### [Request 1]
Answer these questions using the HMS construction FAQ, one answer per line and marked like the questions:
(a) What phone number does it give for calls?
(b) On what date did the Board approve the change to the final schedule?
(c) On which webpage are the interior floor plans available?

### [Extracted text]
============

FAQs on HMS Construction
(Last Reviewed/Updated: September 13, 2017)
How can I learn more about construction of HMS?
You can learn more about the construction of Hinsdale Middle School through the reports and information posted on our HMS Construction webpages. We welcome comments and questions through the contact form linked there. Emails (sent to firstname.lastname@example.org) and phone calls (630.861.4924) are always welcomed. Any community member is encouraged to follow the District on Twitter @CCSD181 (#HMSconstruction) and join our Key Communicator email list (by emailing email@example.com). Details about any upcoming community events will be noted on the HMS Construction main page.
What will the new school look like?
We encourage you to view our image gallery featuring renderings of the new HMS, as well as images of new furniture samples reviewed by teachers and staff. The interior floor plans are available on the Construction and Bids webpage.
When will the new school open to students?
We had initially planned for the school to open in time for the start of the 2018-19 school year (August 2018). However, due to delays from litigation and other factors, on August 14, 2017, the Board approved a change to the final schedule which moved completion to the fall of 2018, with an anticipated student move-in date of winter break in 2018-19. The final stages (demolition of the current building, parking lot/deck construction, and re-seeding of Washington Street field) will take place after the new building opens. As planned, students who are in 7th grade in 2017-18 will complete their 8th grade year in the new building, students who are in 6th grade in 2017-18 will complete both their 7th and 8th grade year in the new building, and students who are in 5th grade in 2017-18 will complete all three years of middle school in the new building.

============

### [Information given]
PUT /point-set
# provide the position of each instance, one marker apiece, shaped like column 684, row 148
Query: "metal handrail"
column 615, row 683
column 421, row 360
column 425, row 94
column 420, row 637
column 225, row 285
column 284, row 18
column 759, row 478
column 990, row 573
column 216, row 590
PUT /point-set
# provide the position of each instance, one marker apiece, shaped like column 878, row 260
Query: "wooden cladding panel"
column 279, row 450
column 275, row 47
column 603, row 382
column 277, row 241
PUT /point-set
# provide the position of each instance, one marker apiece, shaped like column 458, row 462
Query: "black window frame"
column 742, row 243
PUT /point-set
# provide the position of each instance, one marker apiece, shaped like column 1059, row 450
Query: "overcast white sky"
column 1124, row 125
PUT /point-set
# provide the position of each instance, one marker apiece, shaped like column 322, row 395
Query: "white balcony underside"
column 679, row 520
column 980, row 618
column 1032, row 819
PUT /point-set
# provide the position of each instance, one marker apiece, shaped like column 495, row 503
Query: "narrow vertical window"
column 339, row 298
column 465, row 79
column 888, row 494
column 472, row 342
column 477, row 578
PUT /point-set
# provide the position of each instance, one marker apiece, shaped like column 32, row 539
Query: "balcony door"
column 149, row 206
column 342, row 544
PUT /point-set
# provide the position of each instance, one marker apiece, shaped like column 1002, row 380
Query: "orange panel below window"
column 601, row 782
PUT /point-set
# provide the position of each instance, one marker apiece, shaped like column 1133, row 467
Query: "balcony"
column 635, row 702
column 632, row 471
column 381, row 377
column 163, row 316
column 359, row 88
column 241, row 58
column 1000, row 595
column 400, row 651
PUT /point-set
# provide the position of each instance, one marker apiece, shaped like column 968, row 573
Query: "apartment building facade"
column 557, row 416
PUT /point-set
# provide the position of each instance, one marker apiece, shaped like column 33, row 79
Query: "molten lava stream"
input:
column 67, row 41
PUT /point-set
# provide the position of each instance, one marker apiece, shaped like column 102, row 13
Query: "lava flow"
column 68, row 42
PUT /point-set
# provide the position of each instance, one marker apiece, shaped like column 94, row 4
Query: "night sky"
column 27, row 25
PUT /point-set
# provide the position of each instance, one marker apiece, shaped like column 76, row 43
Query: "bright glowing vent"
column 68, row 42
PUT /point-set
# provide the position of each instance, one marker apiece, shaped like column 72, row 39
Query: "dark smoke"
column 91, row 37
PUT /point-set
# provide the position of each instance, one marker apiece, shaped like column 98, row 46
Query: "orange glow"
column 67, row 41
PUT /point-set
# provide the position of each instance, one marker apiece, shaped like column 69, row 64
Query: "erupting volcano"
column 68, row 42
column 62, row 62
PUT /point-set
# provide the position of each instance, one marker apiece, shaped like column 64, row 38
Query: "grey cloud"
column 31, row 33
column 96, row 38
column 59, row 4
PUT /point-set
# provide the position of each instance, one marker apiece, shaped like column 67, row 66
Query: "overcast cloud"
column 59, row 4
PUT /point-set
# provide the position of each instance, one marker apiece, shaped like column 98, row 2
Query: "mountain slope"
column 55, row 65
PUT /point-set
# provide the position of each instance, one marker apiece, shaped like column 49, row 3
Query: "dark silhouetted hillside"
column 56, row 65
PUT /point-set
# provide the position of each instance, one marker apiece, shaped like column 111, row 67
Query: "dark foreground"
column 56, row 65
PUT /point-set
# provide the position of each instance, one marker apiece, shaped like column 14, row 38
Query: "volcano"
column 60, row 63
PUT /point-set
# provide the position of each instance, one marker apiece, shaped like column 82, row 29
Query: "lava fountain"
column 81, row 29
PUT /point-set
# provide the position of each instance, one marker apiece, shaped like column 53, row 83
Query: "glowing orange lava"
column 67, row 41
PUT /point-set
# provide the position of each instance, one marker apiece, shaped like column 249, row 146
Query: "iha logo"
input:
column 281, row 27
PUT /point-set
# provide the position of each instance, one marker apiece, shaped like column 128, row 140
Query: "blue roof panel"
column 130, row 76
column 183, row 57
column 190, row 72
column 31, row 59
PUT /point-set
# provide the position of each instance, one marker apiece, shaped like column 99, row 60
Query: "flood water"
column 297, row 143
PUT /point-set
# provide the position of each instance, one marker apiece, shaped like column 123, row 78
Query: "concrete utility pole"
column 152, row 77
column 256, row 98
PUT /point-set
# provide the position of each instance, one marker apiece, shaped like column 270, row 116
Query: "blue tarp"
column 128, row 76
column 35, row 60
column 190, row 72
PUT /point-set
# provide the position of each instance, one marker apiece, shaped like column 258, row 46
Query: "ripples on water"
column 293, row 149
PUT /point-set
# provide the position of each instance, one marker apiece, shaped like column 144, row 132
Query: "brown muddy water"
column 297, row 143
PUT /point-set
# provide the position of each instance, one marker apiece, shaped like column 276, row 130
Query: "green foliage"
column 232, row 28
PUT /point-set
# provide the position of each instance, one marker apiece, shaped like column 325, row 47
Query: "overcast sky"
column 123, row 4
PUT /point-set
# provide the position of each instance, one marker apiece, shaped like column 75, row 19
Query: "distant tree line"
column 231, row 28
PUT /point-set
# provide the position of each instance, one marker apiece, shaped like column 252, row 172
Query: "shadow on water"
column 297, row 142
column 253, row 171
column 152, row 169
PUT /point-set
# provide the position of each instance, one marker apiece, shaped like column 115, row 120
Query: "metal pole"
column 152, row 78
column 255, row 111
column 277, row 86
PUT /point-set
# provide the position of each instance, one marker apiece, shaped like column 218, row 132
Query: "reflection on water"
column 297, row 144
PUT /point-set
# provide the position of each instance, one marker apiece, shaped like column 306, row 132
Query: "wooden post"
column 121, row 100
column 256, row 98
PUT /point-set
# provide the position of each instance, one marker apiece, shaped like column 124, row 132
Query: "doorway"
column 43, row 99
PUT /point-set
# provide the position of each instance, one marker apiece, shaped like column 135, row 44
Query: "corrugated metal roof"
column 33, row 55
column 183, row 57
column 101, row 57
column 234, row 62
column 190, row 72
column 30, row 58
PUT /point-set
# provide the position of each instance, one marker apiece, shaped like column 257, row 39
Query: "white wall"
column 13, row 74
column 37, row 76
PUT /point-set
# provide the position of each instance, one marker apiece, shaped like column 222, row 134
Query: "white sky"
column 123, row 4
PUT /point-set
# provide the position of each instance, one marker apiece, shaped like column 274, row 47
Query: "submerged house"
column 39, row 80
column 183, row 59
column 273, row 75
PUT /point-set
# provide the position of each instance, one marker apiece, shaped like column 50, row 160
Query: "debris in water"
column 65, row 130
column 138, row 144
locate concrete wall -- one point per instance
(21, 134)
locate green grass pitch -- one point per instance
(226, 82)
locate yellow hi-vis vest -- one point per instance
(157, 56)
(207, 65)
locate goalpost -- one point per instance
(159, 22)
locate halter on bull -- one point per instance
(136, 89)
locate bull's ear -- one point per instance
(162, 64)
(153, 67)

============

### [Request 2]
Convert everything in the records from the first line down to the line containing "column 1124, row 125" into a Markdown table with the columns Row and Line, numbering each line and leaving out blank lines.

### [Final result 1]
(a) 630.861.4924
(b) August 14, 2017
(c) The Construction and Bids webpage

### [Final result 2]
| Row | Line |
|---|---|
| 1 | PUT /point-set |
| 2 | # provide the position of each instance, one marker apiece, shaped like column 684, row 148 |
| 3 | Query: "metal handrail" |
| 4 | column 615, row 683 |
| 5 | column 421, row 360 |
| 6 | column 425, row 94 |
| 7 | column 420, row 637 |
| 8 | column 225, row 285 |
| 9 | column 284, row 18 |
| 10 | column 759, row 478 |
| 11 | column 990, row 573 |
| 12 | column 216, row 590 |
| 13 | PUT /point-set |
| 14 | # provide the position of each instance, one marker apiece, shaped like column 878, row 260 |
| 15 | Query: "wooden cladding panel" |
| 16 | column 279, row 450 |
| 17 | column 275, row 47 |
| 18 | column 603, row 382 |
| 19 | column 277, row 241 |
| 20 | PUT /point-set |
| 21 | # provide the position of each instance, one marker apiece, shaped like column 458, row 462 |
| 22 | Query: "black window frame" |
| 23 | column 742, row 243 |
| 24 | PUT /point-set |
| 25 | # provide the position of each instance, one marker apiece, shaped like column 1059, row 450 |
| 26 | Query: "overcast white sky" |
| 27 | column 1124, row 125 |